[SHORT TASK] Change "instance" to "occurrence" wherever it occurs in the lines below, and reproduce the lines with nothing else altered, omitting the pictures.

[RECORDS FOR THIS EXERCISE]
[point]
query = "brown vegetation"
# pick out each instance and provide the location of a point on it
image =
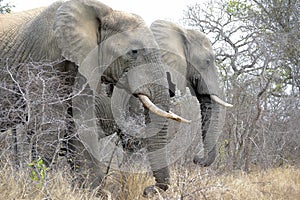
(192, 183)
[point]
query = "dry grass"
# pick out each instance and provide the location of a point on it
(196, 183)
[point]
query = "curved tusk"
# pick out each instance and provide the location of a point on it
(153, 108)
(220, 101)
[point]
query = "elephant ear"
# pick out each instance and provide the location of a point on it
(76, 27)
(172, 42)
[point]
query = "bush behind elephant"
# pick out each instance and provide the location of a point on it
(92, 43)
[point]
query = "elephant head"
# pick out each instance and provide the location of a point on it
(190, 54)
(103, 45)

[RESPONSE TO THIS EXERCISE]
[point]
query = "brown vegetation"
# pick out each occurrence and provide the location of a point on it
image =
(192, 183)
[point]
query = "dry grass"
# pick out each occurrence and provide the location of a point on it
(196, 183)
[point]
query = "curved tusk"
# pick out each occurrence and provide the location of a point on it
(153, 108)
(220, 101)
[point]
query = "elephant ear"
# pick out each occurrence and provide the location of a point on it
(76, 27)
(172, 42)
[point]
query = "bush behind elephant"
# pick out each occurrence and provide the location of a point on it
(92, 43)
[point]
query = "elephant head"
# pick out each occurrence and provide the location of a point on it
(190, 54)
(103, 45)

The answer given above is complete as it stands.